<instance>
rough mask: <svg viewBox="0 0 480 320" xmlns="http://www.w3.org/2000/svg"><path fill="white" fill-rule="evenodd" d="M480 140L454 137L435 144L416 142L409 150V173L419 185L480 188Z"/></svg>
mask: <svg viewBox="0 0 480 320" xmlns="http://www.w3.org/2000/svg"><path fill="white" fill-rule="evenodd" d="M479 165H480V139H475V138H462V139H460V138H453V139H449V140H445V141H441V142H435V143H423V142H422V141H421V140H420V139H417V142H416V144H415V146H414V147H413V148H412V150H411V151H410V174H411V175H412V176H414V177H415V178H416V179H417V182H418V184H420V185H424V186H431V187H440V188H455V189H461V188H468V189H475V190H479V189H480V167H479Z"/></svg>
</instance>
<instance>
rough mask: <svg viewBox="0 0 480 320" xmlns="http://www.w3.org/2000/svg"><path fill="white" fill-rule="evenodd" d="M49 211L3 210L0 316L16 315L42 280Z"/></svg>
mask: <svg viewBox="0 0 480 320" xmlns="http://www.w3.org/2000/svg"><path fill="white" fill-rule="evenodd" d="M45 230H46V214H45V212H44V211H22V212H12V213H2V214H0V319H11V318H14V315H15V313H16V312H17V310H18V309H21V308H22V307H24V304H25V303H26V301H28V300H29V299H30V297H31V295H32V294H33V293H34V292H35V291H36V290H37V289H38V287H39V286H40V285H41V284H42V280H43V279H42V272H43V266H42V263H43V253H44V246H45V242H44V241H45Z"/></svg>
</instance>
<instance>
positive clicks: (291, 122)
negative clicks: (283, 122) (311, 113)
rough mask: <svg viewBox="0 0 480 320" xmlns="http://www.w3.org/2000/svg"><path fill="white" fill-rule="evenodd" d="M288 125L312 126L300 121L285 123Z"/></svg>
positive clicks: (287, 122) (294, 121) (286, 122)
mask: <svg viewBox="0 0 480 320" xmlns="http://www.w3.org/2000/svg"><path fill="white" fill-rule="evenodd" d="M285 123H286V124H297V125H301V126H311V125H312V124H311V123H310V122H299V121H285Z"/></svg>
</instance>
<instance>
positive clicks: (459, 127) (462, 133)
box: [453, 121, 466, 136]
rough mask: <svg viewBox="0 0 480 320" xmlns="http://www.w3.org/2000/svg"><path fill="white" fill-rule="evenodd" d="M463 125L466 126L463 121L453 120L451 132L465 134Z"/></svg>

**The task**
Once more, write out all the data above exactly as given.

**Solved problem**
<instance>
rough mask: <svg viewBox="0 0 480 320" xmlns="http://www.w3.org/2000/svg"><path fill="white" fill-rule="evenodd" d="M480 140L454 137L435 144L416 142L409 150V173L419 185L480 188Z"/></svg>
mask: <svg viewBox="0 0 480 320" xmlns="http://www.w3.org/2000/svg"><path fill="white" fill-rule="evenodd" d="M479 165H480V139H475V138H462V139H460V138H453V139H449V140H445V141H441V142H435V143H423V142H422V141H421V140H420V139H417V142H416V144H415V146H414V147H413V148H412V150H411V151H410V174H411V175H412V176H414V177H415V178H416V179H417V182H418V184H420V185H424V186H431V187H440V188H455V189H461V188H468V189H475V190H479V189H480V167H479Z"/></svg>
</instance>
<instance>
rough mask: <svg viewBox="0 0 480 320" xmlns="http://www.w3.org/2000/svg"><path fill="white" fill-rule="evenodd" d="M49 211L3 210L0 316L16 315L42 280Z"/></svg>
mask: <svg viewBox="0 0 480 320" xmlns="http://www.w3.org/2000/svg"><path fill="white" fill-rule="evenodd" d="M45 230H46V214H45V212H44V211H22V212H12V213H2V214H0V319H11V318H14V315H15V313H16V312H17V310H18V309H21V308H22V307H24V304H25V303H26V301H28V300H29V299H30V297H31V295H32V294H33V293H34V292H35V291H36V290H37V289H38V287H39V286H40V285H41V284H42V280H43V279H42V272H43V266H42V263H43V253H44V246H45V242H44V241H45Z"/></svg>
</instance>
<instance>
positive clicks: (291, 122)
negative clicks: (283, 122) (311, 113)
rough mask: <svg viewBox="0 0 480 320" xmlns="http://www.w3.org/2000/svg"><path fill="white" fill-rule="evenodd" d="M288 125L312 126L300 121L285 123Z"/></svg>
positive clicks: (287, 122) (294, 121) (286, 122)
mask: <svg viewBox="0 0 480 320" xmlns="http://www.w3.org/2000/svg"><path fill="white" fill-rule="evenodd" d="M285 123H286V124H297V125H301V126H311V125H312V124H311V123H310V122H299V121H285Z"/></svg>
</instance>
<instance>
positive clicks: (459, 127) (462, 133)
box: [453, 121, 466, 136]
rough mask: <svg viewBox="0 0 480 320" xmlns="http://www.w3.org/2000/svg"><path fill="white" fill-rule="evenodd" d="M463 125L466 126L463 121L453 120L451 132L465 134Z"/></svg>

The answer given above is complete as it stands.